◆ Aim of the exercise ◆
Print all of the records below verbatim, with no changes to any line.

◆ Data excerpts ◆
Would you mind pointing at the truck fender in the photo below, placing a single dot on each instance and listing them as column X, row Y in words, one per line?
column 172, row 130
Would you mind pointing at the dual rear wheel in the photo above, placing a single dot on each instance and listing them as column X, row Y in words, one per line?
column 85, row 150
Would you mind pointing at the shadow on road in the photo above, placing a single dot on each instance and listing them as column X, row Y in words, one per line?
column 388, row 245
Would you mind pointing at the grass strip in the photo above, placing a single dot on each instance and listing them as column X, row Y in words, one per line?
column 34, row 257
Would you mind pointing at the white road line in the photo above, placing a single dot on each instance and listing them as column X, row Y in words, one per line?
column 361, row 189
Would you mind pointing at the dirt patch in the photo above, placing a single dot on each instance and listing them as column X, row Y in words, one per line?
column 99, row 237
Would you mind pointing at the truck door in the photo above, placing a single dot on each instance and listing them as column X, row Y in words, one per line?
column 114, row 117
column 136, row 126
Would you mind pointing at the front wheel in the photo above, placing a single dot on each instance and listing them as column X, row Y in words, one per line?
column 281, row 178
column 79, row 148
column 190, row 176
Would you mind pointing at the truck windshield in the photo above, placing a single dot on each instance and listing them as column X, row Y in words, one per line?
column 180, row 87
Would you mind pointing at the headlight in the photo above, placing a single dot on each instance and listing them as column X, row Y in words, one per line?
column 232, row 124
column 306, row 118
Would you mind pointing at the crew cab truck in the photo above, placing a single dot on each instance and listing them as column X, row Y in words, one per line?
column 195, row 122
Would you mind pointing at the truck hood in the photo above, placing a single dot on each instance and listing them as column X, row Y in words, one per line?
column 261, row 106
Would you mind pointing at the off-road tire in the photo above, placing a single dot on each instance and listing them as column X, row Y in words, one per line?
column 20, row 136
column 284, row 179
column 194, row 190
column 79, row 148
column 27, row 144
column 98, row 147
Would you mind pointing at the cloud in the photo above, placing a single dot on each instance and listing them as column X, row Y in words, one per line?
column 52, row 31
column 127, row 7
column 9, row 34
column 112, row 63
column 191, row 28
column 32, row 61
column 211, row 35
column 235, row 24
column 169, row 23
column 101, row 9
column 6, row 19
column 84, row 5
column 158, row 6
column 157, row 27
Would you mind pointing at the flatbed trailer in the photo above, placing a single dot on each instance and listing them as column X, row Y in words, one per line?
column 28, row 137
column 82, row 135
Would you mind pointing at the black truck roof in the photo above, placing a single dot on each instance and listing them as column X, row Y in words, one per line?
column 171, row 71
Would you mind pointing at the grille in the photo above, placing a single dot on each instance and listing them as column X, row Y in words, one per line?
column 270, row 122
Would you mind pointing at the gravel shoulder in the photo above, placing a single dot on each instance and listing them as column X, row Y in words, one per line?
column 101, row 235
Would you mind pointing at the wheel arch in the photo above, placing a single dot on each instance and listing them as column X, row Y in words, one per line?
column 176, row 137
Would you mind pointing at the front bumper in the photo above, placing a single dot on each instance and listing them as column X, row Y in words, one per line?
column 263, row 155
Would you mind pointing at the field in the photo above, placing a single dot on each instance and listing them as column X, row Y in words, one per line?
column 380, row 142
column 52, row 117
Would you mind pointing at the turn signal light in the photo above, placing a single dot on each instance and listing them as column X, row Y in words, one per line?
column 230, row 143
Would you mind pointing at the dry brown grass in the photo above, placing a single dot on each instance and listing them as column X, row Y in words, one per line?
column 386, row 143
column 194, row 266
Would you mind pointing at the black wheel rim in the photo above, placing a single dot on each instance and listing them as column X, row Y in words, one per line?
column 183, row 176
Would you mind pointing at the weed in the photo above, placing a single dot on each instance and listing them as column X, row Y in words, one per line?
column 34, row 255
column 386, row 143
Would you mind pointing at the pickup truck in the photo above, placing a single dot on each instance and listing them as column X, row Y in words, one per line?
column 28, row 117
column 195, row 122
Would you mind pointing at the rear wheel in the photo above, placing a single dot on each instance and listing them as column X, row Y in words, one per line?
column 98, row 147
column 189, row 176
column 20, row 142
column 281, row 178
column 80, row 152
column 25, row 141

◆ Complete response ◆
Would you mind pointing at the truck fender in the photo below, placing a single dot on each instance and listing them as column X, row Y in words, one per line?
column 172, row 130
Would you mind pointing at the dual rear wheel in the photo above, placing a single dot on each instance and listing them as column X, row Y in words, one per line?
column 85, row 150
Would you mind pointing at the shadow on road in the photo above, placing a single dot on each instance and listing them as column X, row Y in words, one per line?
column 388, row 245
Would you mind pointing at the grass strip in the photo above, placing a single dot on each instance and listing them as column X, row Y in words, one per line?
column 34, row 257
Would you mind pointing at the white road line in the photo above, placing a single dot on each instance and listing them as column X, row Y in words, one per line?
column 361, row 189
Would you mind pointing at the dirt patch in the photo above, placing a single dot on each instance and listing them as column X, row Y in words, one per line?
column 99, row 237
Would you mind pointing at the truck door in the photo above, placing a single dot on each instance and listing them as column X, row Y in words, one per line?
column 114, row 117
column 136, row 126
Would you mind pointing at the front wheel in the photo above, placing a single dot on each instance and listing them as column X, row Y in words, one per line?
column 281, row 178
column 79, row 148
column 190, row 176
Would you mind pointing at the truck windshield in the photo above, placing a single dot on each instance and listing them as column X, row Y in words, one per line?
column 180, row 87
Would you mind pointing at the headlight in the photo above, placing a single dot on each instance and listing them as column X, row Y in words, one per line?
column 232, row 124
column 306, row 118
Would you mind pointing at the crew cab truck in the photo above, placing a single dot on each instance and listing them as column X, row Y in words, one per line?
column 195, row 122
Would you mind pointing at the truck hood in the photo above, placing a single dot on each instance and listing them as column X, row Y in words, one per line?
column 261, row 106
Would you mind pointing at the off-road tire in the photo above, placing a single dot on each instance and listing them as column X, row Y in words, one per line?
column 20, row 136
column 284, row 179
column 194, row 190
column 79, row 148
column 27, row 144
column 98, row 147
Would you mind pointing at the cloud in the photo above, placing a single dot on each instance and listing them as column X, row Y in words, one per line?
column 52, row 31
column 127, row 7
column 9, row 34
column 112, row 63
column 191, row 28
column 32, row 61
column 211, row 35
column 235, row 24
column 169, row 23
column 101, row 9
column 6, row 19
column 84, row 5
column 158, row 6
column 157, row 27
Would you mind pointing at the flatbed trailer in the photo above, placing a single dot on each instance and listing them as column X, row Y in words, one per line?
column 28, row 137
column 82, row 135
Would you mind pointing at the black truck roof in the photo above, placing a single dot on each instance and listing them as column X, row Y in words, one per line?
column 171, row 71
Would you mind pointing at the grille in the photo above, placing a single dot on each instance and listing them as column X, row Y in words, one per line?
column 270, row 122
Would you mind pointing at the gravel shoulder in the photo above, placing a single dot on each instance and listing them as column X, row Y in words, one per line?
column 101, row 235
Would you mind pointing at the wheel arch in the photo above, placing a single dot on each instance and listing them as column X, row Y in words, one per line?
column 176, row 137
Would you mind pointing at the front bumper in the photo above, placing a single dot on each instance and listing them as column X, row Y in words, one per line?
column 263, row 155
Would you mind pointing at the field in the photo above, placing a single dot on each instance and listing them as column X, row Y in words, one per line?
column 380, row 142
column 52, row 117
Would you mind pointing at the turn signal light in the photo above, placing a single dot on each instance and listing them as column X, row Y in words, one per line?
column 230, row 143
Would you mind pointing at the dry brown grass in the photo above, placing a single dot on each instance and listing them as column X, row Y in words, one per line?
column 386, row 143
column 194, row 266
Would you mind pointing at the black wheel rim in the photo above, placing a single dot on each instance and listing them as column X, row Y in words, one per line?
column 183, row 176
Would you mind pointing at the weed in the photo above, placing a single dot on each instance and listing them as column X, row Y in words, one per line?
column 34, row 255
column 386, row 143
Would you mind pointing at the pickup truck in the photo above, placing a single dot on each instance and listing them as column X, row Y in words, one per line?
column 28, row 117
column 195, row 122
Would you mind pointing at the rear wheel in the photo above, placing a single dot on each instance and listing them as column X, row Y in words, one per line?
column 98, row 147
column 189, row 176
column 20, row 142
column 281, row 178
column 80, row 152
column 25, row 141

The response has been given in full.